··· Record list

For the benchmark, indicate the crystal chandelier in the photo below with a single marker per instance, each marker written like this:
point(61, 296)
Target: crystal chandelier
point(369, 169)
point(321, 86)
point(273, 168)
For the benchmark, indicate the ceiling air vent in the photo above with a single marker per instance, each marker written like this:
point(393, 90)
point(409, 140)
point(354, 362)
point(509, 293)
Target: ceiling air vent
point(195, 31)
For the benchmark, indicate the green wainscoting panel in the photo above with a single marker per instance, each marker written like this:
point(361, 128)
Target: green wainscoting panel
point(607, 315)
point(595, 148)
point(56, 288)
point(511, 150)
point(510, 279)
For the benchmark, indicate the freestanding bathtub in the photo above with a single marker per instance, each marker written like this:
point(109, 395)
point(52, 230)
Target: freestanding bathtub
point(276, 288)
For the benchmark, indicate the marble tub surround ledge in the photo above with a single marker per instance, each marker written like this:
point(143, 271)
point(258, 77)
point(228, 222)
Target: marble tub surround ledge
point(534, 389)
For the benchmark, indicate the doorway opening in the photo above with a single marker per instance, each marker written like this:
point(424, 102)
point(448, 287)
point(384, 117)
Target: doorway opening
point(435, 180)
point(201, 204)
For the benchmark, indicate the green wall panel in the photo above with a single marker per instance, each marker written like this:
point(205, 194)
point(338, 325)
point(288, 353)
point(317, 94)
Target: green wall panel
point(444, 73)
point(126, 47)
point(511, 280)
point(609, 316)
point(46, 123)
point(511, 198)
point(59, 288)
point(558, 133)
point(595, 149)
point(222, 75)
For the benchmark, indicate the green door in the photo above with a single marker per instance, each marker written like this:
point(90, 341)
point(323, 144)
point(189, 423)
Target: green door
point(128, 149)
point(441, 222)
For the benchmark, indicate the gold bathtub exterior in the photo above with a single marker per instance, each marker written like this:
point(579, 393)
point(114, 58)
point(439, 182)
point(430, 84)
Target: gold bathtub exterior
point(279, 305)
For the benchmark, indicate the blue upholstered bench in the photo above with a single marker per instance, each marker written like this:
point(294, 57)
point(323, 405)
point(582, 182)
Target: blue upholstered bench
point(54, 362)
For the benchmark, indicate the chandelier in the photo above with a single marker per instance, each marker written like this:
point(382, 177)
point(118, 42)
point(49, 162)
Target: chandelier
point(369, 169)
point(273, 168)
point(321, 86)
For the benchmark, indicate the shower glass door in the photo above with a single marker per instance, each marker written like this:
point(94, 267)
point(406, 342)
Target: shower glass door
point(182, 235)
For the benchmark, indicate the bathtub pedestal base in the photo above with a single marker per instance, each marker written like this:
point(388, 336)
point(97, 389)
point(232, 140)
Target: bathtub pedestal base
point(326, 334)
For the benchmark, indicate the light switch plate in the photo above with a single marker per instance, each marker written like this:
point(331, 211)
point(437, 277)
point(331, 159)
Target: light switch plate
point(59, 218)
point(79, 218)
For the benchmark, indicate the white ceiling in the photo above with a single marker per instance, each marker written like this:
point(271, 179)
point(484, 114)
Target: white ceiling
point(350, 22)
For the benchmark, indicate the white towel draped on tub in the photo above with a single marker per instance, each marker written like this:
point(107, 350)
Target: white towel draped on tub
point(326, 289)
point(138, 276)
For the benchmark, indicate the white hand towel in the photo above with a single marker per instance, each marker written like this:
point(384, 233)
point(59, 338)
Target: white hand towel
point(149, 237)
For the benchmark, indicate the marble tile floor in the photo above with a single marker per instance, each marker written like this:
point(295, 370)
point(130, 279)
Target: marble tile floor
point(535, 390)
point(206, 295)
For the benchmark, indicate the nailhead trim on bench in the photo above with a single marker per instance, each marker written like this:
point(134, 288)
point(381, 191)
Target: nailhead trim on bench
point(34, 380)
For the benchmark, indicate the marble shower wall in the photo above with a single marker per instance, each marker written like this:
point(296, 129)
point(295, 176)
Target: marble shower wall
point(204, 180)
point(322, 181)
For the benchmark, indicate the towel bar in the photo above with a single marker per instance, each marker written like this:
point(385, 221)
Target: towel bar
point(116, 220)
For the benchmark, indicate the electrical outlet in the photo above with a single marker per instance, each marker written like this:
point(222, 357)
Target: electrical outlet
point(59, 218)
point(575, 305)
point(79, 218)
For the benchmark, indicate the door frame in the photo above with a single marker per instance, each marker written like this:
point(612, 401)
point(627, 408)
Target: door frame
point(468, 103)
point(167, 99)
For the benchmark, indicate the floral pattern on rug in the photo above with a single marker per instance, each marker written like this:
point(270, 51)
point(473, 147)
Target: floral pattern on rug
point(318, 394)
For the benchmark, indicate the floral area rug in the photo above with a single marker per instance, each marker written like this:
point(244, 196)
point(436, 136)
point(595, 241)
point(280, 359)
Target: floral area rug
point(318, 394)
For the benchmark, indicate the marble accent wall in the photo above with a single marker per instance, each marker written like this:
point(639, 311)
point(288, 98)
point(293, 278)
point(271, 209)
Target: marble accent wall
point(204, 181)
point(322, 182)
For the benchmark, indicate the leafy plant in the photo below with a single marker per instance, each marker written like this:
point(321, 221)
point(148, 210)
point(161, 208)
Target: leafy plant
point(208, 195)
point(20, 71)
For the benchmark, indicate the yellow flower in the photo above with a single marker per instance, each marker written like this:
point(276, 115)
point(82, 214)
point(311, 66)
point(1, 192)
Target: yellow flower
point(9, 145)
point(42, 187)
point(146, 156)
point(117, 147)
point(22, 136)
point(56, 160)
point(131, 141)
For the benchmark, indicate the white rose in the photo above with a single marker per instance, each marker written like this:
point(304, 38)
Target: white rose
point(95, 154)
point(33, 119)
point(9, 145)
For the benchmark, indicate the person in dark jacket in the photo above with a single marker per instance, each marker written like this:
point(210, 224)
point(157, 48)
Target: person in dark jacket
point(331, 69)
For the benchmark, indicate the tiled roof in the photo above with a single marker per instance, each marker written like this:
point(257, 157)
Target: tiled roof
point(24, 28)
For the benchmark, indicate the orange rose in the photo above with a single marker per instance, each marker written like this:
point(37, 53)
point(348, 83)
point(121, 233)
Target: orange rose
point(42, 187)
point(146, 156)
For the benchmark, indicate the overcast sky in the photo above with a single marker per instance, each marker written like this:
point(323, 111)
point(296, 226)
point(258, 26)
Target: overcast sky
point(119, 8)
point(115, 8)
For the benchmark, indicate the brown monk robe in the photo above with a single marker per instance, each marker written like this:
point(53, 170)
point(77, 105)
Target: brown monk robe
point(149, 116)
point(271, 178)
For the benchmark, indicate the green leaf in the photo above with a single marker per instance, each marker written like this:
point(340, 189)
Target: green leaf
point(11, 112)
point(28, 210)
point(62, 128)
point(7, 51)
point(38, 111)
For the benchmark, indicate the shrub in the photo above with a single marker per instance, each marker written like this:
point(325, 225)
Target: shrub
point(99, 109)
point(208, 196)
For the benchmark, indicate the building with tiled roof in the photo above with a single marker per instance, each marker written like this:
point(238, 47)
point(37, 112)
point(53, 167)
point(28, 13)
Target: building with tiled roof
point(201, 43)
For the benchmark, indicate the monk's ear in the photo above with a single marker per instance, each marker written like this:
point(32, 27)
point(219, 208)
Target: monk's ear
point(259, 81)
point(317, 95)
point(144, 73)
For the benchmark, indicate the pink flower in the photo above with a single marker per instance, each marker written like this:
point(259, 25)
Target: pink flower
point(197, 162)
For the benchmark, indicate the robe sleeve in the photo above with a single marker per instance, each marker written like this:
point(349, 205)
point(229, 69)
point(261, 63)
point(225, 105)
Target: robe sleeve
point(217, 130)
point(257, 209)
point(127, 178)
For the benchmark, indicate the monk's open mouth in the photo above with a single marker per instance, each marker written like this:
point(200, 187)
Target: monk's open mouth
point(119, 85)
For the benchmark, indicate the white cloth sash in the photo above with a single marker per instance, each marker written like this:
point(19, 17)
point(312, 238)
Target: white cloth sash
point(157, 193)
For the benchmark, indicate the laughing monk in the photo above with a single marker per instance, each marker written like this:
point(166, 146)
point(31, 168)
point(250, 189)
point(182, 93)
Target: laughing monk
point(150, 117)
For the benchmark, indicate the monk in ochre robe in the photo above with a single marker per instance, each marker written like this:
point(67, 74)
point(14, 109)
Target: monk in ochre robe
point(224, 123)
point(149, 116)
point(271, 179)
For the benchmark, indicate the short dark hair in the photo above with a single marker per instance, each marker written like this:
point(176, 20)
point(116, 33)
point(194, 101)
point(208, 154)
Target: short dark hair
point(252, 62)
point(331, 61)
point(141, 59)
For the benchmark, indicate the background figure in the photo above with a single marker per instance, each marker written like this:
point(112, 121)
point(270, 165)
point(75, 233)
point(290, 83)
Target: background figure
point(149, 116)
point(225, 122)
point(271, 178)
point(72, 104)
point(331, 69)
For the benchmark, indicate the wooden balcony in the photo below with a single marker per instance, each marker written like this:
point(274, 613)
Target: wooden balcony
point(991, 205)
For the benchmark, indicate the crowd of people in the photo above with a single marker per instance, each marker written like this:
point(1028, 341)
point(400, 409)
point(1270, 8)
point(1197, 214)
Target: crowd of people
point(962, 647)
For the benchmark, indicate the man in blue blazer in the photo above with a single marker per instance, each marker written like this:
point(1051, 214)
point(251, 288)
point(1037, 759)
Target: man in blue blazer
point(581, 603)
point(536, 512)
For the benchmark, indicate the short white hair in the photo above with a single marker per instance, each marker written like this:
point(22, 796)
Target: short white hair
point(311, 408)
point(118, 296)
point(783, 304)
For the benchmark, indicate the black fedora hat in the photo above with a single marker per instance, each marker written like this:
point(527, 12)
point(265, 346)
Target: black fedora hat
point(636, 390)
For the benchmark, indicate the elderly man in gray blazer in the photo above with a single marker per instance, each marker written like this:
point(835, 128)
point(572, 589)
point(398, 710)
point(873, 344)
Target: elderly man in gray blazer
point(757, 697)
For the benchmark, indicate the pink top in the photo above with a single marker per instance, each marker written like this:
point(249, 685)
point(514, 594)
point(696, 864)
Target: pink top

······

* _Written request_
Quote the rows word for word, from the first row through the row that contains "point(279, 305)", with both of those rows included.

* _Result of this task_
For the benchmark, indicate the crystal chandelier in the photo below with a single marker per instance, each marker written like this:
point(61, 296)
Target: crystal chandelier
point(369, 169)
point(321, 86)
point(273, 168)
For the benchmark, indicate the ceiling air vent in the photo above with a single marker per instance, each marker written like this:
point(393, 90)
point(409, 140)
point(354, 362)
point(509, 293)
Target: ceiling air vent
point(195, 31)
For the benchmark, indicate the green wainscoting panel in the photo above with a single marker per instance, each marker written like this:
point(361, 128)
Target: green wainscoting panel
point(607, 315)
point(595, 148)
point(56, 288)
point(511, 150)
point(510, 279)
For the benchmark, indicate the freestanding bathtub in the photo above with a single marker per instance, each marker written like this:
point(109, 395)
point(52, 230)
Target: freestanding bathtub
point(276, 288)
For the benchmark, indicate the marble tub surround ledge in the photo above with a single marker per instance, each marker written like this:
point(143, 271)
point(258, 77)
point(228, 222)
Target: marble tub surround ledge
point(534, 389)
For the benchmark, indicate the doorway opening in the photo above with a single marker per instance, each marker written like this:
point(424, 102)
point(448, 287)
point(384, 117)
Target: doorway opening
point(435, 180)
point(201, 204)
For the benchmark, indicate the green wall panel in the photo above with a single marker per instance, each marker written like this:
point(205, 194)
point(338, 325)
point(288, 353)
point(317, 94)
Target: green wall panel
point(444, 73)
point(126, 47)
point(511, 280)
point(609, 316)
point(46, 123)
point(511, 198)
point(59, 288)
point(558, 133)
point(595, 149)
point(222, 75)
For the benchmark, indicate the green door in the photo above with a single marker per instance, each marker written like this:
point(90, 341)
point(323, 144)
point(189, 423)
Target: green door
point(128, 149)
point(441, 222)
For the benchmark, indicate the gold bathtub exterior in the photo above with a single marker per instance, each marker written like this:
point(579, 393)
point(114, 58)
point(439, 182)
point(430, 84)
Target: gold bathtub exterior
point(279, 305)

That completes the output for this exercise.